Stated task>
Substitute "Mark a point on each one" for every occurrence of "Place a dot on every one" in the listing below, and write the listing out again with nothing else altered. Leave the pictures out of your answer.

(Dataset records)
* * * *
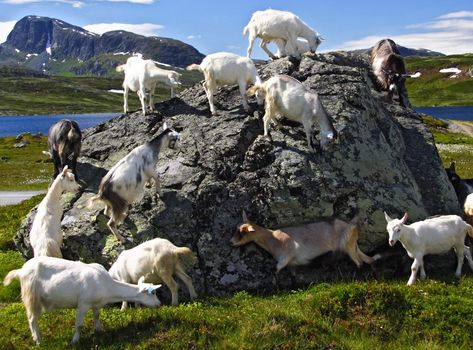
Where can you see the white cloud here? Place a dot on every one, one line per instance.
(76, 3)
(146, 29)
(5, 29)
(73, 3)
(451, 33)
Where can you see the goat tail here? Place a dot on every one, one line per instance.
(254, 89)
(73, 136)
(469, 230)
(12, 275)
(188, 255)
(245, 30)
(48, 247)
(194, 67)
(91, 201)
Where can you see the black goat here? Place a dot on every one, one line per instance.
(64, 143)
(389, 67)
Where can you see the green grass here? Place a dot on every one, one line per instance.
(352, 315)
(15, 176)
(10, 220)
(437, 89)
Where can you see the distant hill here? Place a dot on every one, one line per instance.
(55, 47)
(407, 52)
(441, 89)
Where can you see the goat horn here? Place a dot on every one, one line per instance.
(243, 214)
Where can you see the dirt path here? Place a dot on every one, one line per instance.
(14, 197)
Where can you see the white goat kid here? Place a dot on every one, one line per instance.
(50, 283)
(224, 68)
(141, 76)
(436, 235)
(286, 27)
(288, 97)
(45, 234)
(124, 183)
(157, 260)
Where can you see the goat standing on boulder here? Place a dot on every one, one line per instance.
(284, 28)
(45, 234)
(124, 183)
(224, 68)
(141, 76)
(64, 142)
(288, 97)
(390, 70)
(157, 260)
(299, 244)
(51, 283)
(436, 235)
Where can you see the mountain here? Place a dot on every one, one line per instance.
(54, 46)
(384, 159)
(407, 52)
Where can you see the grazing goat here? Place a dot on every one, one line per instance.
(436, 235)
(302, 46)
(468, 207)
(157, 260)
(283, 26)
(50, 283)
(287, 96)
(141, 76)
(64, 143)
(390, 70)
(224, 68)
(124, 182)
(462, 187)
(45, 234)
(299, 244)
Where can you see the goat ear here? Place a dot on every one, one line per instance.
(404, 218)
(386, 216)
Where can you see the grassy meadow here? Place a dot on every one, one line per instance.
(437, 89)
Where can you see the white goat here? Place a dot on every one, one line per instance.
* * * *
Written solution>
Where can you see the white cloud here? Mark a point on each one, one line per instance.
(76, 3)
(146, 29)
(5, 29)
(73, 3)
(451, 33)
Where can you see the goat tail here? Mark a point on each one, one line per instance.
(254, 89)
(73, 136)
(469, 230)
(12, 275)
(188, 255)
(245, 30)
(48, 247)
(194, 67)
(91, 201)
Where can you see the black goat here? Mark a point on each one, one line per instance.
(64, 143)
(389, 67)
Where can you see the green grass here? Mark a point on each one, one line per instance.
(352, 315)
(15, 176)
(10, 220)
(437, 89)
Where can you see the distant hill here? Mark a point on each one, one line per instance.
(55, 47)
(407, 52)
(441, 89)
Where can you see the goat horn here? Mark a point on each one, one line per instance.
(243, 214)
Where can you see the dirt path here? Mark a point on each one, one line per instance.
(14, 197)
Where can you see the white goat kid here? Mark a point on each one, one line per instance.
(50, 283)
(224, 68)
(141, 76)
(436, 235)
(286, 27)
(288, 97)
(45, 234)
(124, 183)
(157, 260)
Where can you see the goat standing on boulder here? Mark a point on each one, one line per instance.
(284, 28)
(45, 234)
(124, 183)
(224, 68)
(141, 76)
(64, 142)
(288, 97)
(390, 70)
(157, 260)
(299, 244)
(51, 283)
(436, 235)
Where can you see the mountain here? Mark a point on each one, one line per instance.
(54, 46)
(384, 159)
(407, 52)
Where can you see the grazing goat here? Mark a point on each one, one line per instance.
(436, 235)
(302, 46)
(468, 207)
(157, 260)
(283, 26)
(50, 283)
(287, 96)
(141, 76)
(64, 143)
(390, 70)
(224, 68)
(124, 182)
(462, 187)
(45, 234)
(299, 244)
Where can you see the goat ear here? Mark a point on each one, one line per instance.
(404, 218)
(386, 216)
Where can you see the grassy meadow here? Mark a point on each one, one line per instance.
(437, 89)
Where can you see the white goat here? Mark a point on each one, one line per instance.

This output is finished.